Please copy all of the entries exactly, but drop every picture.

◇ ◇ ◇ ◇

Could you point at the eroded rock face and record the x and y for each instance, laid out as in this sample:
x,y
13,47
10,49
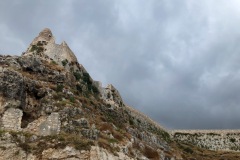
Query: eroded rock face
x,y
44,45
11,119
51,126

◇ ◇ ◇ ◇

• EXERCISE RESPONSE:
Could you point at the eroded rock face and record the x and y for each instance, laid out as in this sample:
x,y
13,47
10,49
Query: eroded rock face
x,y
44,45
11,119
51,126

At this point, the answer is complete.